Be honest, for those partaking in personal attacking. How many of YOU are directly benefiting from a spouse, doing WFH and being home so much that 1. You’re used to it, 2. Kids are used to it, 3. And you realize they’d quit that job as opposed to go back to the office full time, 4. Saving that gas and lunch money, while STILL demanding the equivalent salary of going to work in a large city, whereas you don’t live in that large city/downtown location.
My FIL loves WFH. Everytime I see him though, he comes downstairs a lot. “It’s a break.” Dang, you get a lot of breaks!
But he works for Ford. And Ford has been cleaning shop and wreaking havoc on employees every 6 months. Mass layoffs. So far he’s survived. But weird…. He goes to the office 5 times a week now. It’s almost as if he’s doing all he can to survive a future cut. I’ll be honest, if I was a boss, I’d keep the guys I can actually physically see and physically work with. That guy insisting on 4-5 days home remote, would be the one cut.
If you’re accusing me of a personal attack on you then you’re incorrect.

Data provided:
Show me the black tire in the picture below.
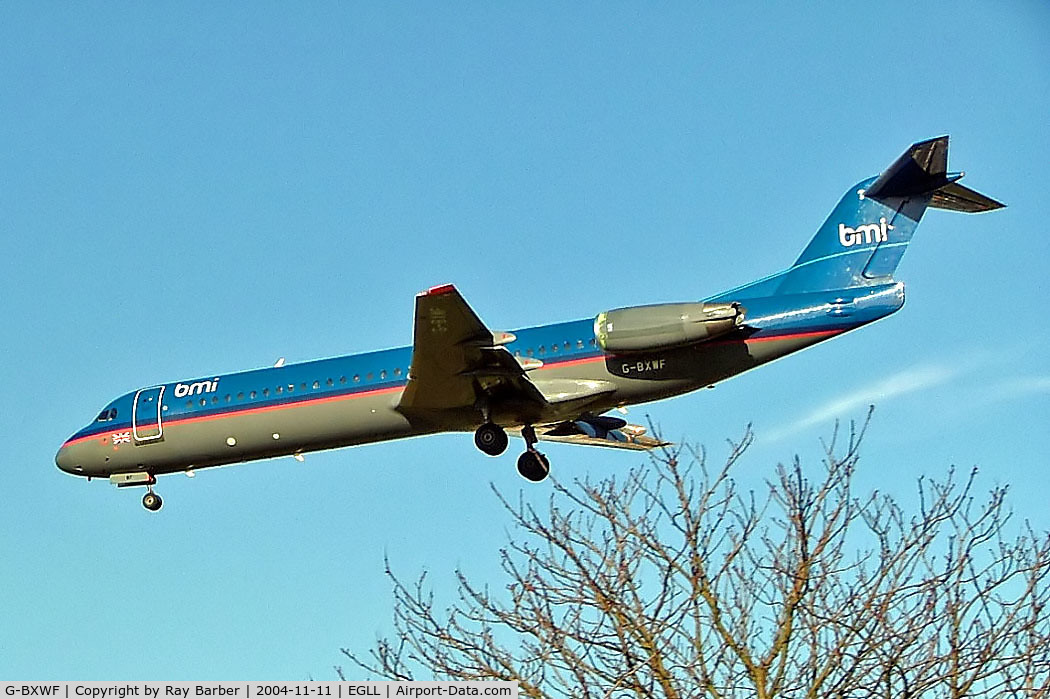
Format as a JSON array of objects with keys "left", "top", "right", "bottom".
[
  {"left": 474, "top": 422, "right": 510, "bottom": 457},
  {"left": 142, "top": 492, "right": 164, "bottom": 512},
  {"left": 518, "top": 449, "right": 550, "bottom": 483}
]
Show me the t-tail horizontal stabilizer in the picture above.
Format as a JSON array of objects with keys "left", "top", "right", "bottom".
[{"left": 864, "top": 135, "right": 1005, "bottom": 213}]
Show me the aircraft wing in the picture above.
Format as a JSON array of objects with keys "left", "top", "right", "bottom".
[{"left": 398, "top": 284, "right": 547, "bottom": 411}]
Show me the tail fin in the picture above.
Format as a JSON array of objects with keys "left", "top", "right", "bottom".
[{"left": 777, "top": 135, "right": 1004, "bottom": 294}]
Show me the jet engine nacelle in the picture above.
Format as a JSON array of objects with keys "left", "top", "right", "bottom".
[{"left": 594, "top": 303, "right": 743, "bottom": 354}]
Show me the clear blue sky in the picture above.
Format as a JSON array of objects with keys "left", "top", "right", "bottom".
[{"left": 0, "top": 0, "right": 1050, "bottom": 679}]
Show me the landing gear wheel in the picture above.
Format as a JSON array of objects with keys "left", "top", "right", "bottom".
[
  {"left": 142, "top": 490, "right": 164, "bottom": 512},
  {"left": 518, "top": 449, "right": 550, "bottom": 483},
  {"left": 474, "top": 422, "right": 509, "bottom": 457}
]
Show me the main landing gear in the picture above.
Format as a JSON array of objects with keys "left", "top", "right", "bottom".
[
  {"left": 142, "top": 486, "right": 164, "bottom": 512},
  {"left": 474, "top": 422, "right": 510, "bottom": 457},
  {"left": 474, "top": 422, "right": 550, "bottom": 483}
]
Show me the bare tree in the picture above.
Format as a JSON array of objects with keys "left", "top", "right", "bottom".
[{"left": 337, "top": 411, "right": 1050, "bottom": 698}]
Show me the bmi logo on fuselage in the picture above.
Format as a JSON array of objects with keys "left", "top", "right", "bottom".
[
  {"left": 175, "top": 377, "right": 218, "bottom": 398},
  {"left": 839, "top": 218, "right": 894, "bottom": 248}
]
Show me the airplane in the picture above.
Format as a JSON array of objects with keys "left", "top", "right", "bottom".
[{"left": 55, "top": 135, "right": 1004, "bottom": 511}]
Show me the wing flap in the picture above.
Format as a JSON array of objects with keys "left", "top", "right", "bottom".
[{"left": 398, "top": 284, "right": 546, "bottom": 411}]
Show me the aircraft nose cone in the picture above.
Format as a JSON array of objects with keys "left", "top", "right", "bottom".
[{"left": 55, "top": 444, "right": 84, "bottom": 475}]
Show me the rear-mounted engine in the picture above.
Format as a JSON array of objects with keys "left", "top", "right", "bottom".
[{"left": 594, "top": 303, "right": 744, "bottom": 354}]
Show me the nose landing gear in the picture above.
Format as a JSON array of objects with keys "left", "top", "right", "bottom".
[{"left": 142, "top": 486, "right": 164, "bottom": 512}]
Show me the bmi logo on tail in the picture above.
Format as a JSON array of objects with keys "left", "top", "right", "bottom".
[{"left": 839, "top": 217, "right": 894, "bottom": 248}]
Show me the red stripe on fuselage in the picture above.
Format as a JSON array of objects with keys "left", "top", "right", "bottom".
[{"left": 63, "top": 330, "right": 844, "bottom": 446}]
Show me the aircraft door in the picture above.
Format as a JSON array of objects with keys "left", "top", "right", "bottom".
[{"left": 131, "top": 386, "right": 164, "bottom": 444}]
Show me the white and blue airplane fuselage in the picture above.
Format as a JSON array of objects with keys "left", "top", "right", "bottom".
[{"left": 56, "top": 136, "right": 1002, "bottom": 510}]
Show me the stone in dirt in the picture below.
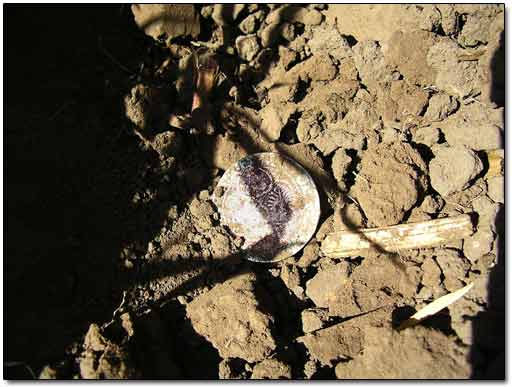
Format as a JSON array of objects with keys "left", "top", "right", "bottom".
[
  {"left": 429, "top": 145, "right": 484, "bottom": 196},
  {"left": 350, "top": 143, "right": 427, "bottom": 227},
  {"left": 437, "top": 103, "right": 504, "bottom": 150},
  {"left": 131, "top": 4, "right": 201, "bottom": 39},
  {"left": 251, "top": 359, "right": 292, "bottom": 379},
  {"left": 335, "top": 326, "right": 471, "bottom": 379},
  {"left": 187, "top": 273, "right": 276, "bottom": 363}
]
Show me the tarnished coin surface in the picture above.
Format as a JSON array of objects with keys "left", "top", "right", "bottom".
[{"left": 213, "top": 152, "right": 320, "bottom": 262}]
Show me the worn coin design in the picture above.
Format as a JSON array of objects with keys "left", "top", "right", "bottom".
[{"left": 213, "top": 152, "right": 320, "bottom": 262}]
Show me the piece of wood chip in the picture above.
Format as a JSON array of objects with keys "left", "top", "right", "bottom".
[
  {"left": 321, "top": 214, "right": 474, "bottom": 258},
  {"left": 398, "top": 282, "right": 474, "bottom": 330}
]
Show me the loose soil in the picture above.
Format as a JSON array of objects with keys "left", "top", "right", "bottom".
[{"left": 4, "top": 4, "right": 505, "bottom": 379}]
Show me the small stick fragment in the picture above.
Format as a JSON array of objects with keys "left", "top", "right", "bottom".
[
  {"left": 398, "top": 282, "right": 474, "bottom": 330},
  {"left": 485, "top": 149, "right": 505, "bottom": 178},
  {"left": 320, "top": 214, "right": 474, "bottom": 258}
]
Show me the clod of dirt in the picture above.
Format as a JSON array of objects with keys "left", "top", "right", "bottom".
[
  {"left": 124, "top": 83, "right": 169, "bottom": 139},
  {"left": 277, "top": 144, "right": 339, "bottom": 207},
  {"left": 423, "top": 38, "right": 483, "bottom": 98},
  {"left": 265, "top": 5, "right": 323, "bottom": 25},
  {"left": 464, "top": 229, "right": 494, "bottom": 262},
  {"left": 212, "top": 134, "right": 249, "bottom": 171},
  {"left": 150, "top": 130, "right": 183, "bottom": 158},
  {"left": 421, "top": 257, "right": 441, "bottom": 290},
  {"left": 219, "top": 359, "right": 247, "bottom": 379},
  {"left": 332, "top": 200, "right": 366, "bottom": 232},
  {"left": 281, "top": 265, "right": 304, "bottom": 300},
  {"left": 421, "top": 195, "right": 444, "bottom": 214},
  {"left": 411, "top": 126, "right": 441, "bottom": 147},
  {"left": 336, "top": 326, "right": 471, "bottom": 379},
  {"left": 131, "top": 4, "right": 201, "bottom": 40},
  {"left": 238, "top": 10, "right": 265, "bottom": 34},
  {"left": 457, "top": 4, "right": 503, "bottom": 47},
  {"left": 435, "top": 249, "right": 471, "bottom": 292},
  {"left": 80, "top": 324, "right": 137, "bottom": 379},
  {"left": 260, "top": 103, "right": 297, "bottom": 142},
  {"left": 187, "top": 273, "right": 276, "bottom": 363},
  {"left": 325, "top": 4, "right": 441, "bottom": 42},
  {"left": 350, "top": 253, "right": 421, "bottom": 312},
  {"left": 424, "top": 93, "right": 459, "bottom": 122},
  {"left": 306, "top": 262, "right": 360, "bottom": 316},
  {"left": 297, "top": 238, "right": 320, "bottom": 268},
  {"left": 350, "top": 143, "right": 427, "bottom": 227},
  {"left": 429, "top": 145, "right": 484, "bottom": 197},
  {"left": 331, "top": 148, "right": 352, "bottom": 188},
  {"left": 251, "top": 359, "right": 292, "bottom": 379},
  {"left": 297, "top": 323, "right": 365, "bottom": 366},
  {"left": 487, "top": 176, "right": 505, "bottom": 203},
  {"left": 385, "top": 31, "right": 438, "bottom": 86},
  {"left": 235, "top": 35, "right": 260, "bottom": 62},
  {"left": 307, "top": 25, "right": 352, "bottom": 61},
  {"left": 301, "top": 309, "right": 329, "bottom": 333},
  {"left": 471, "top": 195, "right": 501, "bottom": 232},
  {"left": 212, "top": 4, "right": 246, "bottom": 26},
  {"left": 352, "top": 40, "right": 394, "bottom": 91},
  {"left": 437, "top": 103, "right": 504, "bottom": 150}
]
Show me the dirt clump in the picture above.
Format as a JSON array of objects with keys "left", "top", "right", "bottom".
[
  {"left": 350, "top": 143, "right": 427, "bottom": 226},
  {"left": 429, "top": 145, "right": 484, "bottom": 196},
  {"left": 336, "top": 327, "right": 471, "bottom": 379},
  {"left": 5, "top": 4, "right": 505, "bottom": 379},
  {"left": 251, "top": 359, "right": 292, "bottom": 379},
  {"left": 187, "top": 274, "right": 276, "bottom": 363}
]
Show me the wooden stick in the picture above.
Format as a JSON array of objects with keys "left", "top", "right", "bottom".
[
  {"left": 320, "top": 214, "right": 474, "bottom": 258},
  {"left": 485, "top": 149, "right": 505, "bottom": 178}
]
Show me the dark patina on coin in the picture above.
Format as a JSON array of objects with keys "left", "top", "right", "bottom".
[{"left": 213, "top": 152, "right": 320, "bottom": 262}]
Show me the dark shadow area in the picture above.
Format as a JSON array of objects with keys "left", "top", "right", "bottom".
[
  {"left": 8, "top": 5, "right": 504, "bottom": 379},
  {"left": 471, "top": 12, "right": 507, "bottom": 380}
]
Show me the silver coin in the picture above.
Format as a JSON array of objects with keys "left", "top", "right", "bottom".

Check your understanding:
a: The post about working from home gives a numbered list. Write out every numbered point in that list.
b: For each statement, say whether it agrees with the post about working from home, and quote the words from the post that decide it.
(i) The writer's father-in-law works for Ford.
(ii) The father-in-law now goes to the office three times a week.
(iii) The writer says that as a boss, they would keep the workers they can physically see.
c: Carry on the post about working from home from its last sentence.

Task-by-task results:
a:
1. You’re used to it
2. Kids are used to it
3. And you realize they’d quit that job as opposed to go back to the office full time
4. Saving that gas and lunch money, while STILL demanding the equivalent salary of going to work in a large city, whereas you don’t live in that large city/downtown location.

b:
(i) Yes: "But he works for Ford."
(ii) No: "He goes to the office 5 times a week now."
(iii) Yes: "I’d keep the guys I can actually physically see and physically work with."

c:
My wife works for the same company that she had been at for years at the start of the pandemic. Yes, my wife works from home two days a week now and the others she is in the office, during the first two years of the pandemic she working from home 100%, her workload was dramatically increased because of her productivity while working from home ( free from distractions, interruptions from co-workers, bosses, having to sit in on many unnecessary meetings just in case someone might have a question about one of the proposals she was working on, time wasting team building exercises, etc). Then they started back to one day a week in the office, not so bad when I’m at home, but quite a bit more on her plate when I’m on the road, so on her office days she would get up really early, do an hour or two of work, then get herself and our daughter ready, drop the kid at school, commute in work a full day, go pick the kid up from her after school STEM program and head home. Now that it is two days in the office her workload has increased yet again and she spends a couple more hours of working from home after picking our daughter up to make up for the inefficiencies of the commuting and dealing with family life due to the extra workload added when she was able to dedicate her entire work day to work.
My wife’s office is in the exact same location it was in at the beginning of the COVID lockdowns and our address is the same as it was then, I know it is easy to assume that other people’s reasons for resistance to more days in a commercial building are not only all the same, but the same as your reasons would be, but that is a lazy way of analyzing the situation.
If executives and managers want to wax nostalgic about the days they were able to drive efficiencies and productivity ( at least as far as their opinion goes ) due to being able to see and be seen by their subordinates then fine, I guess they need that emotionally or something.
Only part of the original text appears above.